===== Quoted passage =====
Another central function of government is so that we can accomplish collectively that which we cannot do (or won’t do, or don’t do well) individually. Negotiate with other countries, be it treaties, laws, or commerce. Establish and regulate transportation systems – roads, airways, waterways. Care for the homeless, the destitute, and the sick. Ensure adequate education, housing, medical care for all our citizens, even those that some of us might think are “inferior”. Like women, or old folks, for instance.

Through all this, let us remember that “the government” is not some faceless, overarching, untouchable entity: we do not live under a dictatorship, a monarchy, an oligarchy, or (at least not yet) a theocracy or corporatocracy.

We have met the Government, and it is US.

Especially in the DC area, and in my own family, this is literally true. My late husband worked in a civilian capacity for the Dept of Defense, The Barbarian (and his first wife) worked for the Dept. of Labor, my niece works for the State police, one daughter works for the U S Marshals Service, my grandson, like his father and both of his grandfathers, was in the military. I have friends and acquaintances scattered throughout the Government — Dept of Veterans Affairs, Dept of Defense, Labor, Commerce, Justice, as well as in local and state governments. They work hard, and take pride in doing a good job, just like you do. Four that I know of (and probably more that I don’t) have come up with and implemented procedures that save the taxpayers’ money. Not just talked about it, did it.
=====
◆ Using the information
A – According to the passage on government, in what capacity did the writer's late husband work for the Dept of Defense?
B – List every department named in the passage on government as a place where the writer's friends and acquaintances work.
C – Carry the passage on government forward from its last sentence, in the same voice.
You won't need the records that follow the passage on government.
===== Extracted entries =====
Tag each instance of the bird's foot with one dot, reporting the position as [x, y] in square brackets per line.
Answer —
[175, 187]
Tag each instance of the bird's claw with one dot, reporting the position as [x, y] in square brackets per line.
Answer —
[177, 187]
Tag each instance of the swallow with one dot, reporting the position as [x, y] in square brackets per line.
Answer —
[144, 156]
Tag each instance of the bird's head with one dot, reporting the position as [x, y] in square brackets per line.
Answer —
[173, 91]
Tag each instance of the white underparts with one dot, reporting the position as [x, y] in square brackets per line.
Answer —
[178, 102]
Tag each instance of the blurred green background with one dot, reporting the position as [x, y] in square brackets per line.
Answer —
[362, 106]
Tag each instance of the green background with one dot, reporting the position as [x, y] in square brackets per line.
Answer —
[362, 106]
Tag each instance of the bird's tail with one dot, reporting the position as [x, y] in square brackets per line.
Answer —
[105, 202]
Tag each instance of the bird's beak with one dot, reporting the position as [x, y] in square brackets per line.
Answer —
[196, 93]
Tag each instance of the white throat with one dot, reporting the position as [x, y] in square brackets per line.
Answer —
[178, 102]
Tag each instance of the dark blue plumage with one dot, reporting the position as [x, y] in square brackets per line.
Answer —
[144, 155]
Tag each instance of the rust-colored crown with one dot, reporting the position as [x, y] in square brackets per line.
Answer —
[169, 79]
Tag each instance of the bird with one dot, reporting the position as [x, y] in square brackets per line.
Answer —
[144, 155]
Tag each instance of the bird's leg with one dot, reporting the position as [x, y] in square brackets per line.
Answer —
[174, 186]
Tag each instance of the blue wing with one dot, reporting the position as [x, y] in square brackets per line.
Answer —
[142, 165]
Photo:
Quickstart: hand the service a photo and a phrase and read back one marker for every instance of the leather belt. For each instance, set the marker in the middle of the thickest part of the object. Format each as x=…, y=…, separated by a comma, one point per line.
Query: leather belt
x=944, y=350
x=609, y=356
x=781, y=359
=====
◆ Solved tasks
A – In a civilian capacity.

B – Dept of Veterans Affairs, Dept of Defense, Labor, Commerce, Justice

C –
Personally, I’ve never worked for the government. Except that, as I said, I always vote. And, I always pay my taxes.

One Republican candidate for President declared that he would eliminate three of the Federal Departments that protect the weak from the strong, because, he said, they hinder business. Think about that. ‘Scuse me, but that’s just exactly why we need them! We need these dedicated government workers that prevent corporations from riding roughshod over their employees, over small businesses, over the water we drink, over the rights of landowners, and the health and safety of the entire nation. We need our government on our side, to put limits on the modern-day robber barons.

And while I’m at it, let’s talk about who exactly it is that generates jobs in this country. It’s not the large corporations, it’s not the wealthy, and it certainly is not the blustering politicians. Most of the new jobs that have been generated in the past decade came from small business — some of which, happily, are becoming large businesses. And just how did these small businesses grow? They grew, and added jobs to the economy, because the great majority of American people — the middle class — bought their goods and services. The Middle Class, with their middle-class incomes, bought the goods that generated the jobs in both small and large businesses. So why do the wealthy deserve tax breaks? More money in their hands does not generate more jobs. Give the tax breaks to the cohort that is truly supporting and growing the US economy — the Middle Class.

But that’s not going to happen, because too many of the politicians are in thrall to their corporate sponsors. The 1% are pulling the strings on their bought-and-paid-for puppets. (Campaign finance reform, anyone?)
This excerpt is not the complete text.